* START Dataset rows *

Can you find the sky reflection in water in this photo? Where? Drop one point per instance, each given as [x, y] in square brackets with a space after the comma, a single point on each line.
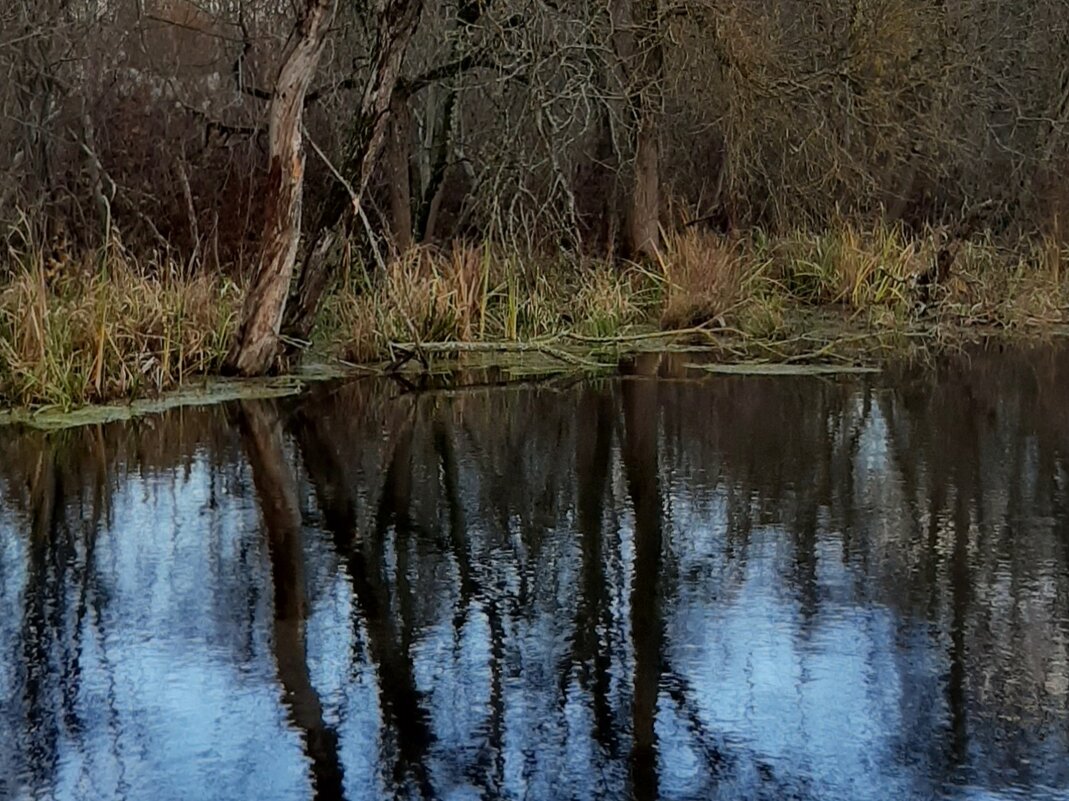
[733, 588]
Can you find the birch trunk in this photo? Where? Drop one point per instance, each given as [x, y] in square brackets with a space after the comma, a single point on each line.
[257, 344]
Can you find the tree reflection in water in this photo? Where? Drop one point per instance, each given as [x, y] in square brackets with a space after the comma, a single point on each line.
[648, 588]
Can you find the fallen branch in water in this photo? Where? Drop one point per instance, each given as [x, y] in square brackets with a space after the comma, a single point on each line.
[404, 352]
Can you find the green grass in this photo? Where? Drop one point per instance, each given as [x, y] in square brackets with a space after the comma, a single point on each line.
[97, 328]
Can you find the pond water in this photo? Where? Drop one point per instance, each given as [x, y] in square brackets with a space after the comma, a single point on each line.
[653, 586]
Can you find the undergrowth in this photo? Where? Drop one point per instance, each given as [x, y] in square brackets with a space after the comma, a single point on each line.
[104, 327]
[101, 329]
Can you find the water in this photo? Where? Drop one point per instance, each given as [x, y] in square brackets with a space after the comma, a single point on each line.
[727, 588]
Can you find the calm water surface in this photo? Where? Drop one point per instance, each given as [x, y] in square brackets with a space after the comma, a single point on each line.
[726, 588]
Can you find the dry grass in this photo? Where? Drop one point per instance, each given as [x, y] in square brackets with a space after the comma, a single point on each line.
[79, 334]
[706, 277]
[82, 334]
[481, 293]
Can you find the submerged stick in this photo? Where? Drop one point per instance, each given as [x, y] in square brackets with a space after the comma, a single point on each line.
[414, 350]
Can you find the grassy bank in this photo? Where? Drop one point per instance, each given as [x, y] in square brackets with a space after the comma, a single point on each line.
[103, 328]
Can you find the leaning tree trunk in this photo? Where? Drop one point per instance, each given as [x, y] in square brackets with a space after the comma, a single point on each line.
[257, 344]
[398, 20]
[644, 214]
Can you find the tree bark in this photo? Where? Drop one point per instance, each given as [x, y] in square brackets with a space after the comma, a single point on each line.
[398, 20]
[644, 217]
[636, 41]
[397, 163]
[257, 344]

* END Dataset rows *

-- Exercise aim --
Write out the lines above again word for word, omitting the pictures.

-- Written solution --
Can you find the sky reflection in water in this photo? Where? Drop one point per instance, each given as [x, y] in square brackets with a space after the comma, a single point on each line.
[733, 588]
Can you find the birch trunk in this photo? Where? Drop one point per instance, each given as [x, y] in square brackets with a space after the comma, a single point on each line.
[257, 344]
Can you find the tree reflection in water in this photo? Where? Drop one point per instance, each given as [x, y] in square brackets with a space after the comma, a single point on each line.
[648, 588]
Can you find the fallen branch in water in this photo? Where? Drop one point per instance, each given as [x, y] in square brackets with a space after the comma, a single point on each line.
[404, 352]
Can you find the green grass in this photo? Where? Drop one point per instance, each given as [x, y] in square brackets with a space after the comma, a single point on each line.
[97, 328]
Can you find the pond water in this photo? Where? Drop one point per instance, each given as [x, y] in square brackets with a space after the comma, a single point on each line.
[653, 586]
Can you find the undergrowth in this photo? Where? Drop one point per instance, each given as [x, y] in square brackets with a space after the comma, a single point on each line.
[104, 327]
[101, 329]
Can you find the water in this photo? Where? Drop one point per instance, each given as [x, y] in square brackets with a space after the comma, a single point on each line.
[727, 588]
Can you find the calm water surface in this photo? Where? Drop one point per instance, each given as [x, y] in square brackets with a space after the comma, a single point on each line.
[726, 588]
Can you find the dry grass in this photo? Where? Drop one point per instance, each given as [x, y] in square brackets with a space after the comma, a single point on each line.
[79, 334]
[706, 277]
[82, 334]
[481, 293]
Can you find the submerged stick in this photo? Where? Drop one point per instance, each given as [x, y] in square brackets with a space after the comma, a single point on each line.
[414, 350]
Can you find the grassy bank in this photo? Where? Drop one point per instance, each given as [x, y] in square brackets with a space after the comma, a single point on each line.
[103, 328]
Can you find the leaning tree trunk in this photo? Where? Drop one point per instance, each given as [x, y] in square brackets with a space after the comma, a single point on each line.
[257, 344]
[398, 20]
[644, 214]
Can you find the tree bark in this photo? Where? Drop one point per instance, each given as [x, y] in square brackets with a space after the comma, a single point on each line.
[398, 20]
[644, 217]
[636, 41]
[397, 163]
[257, 344]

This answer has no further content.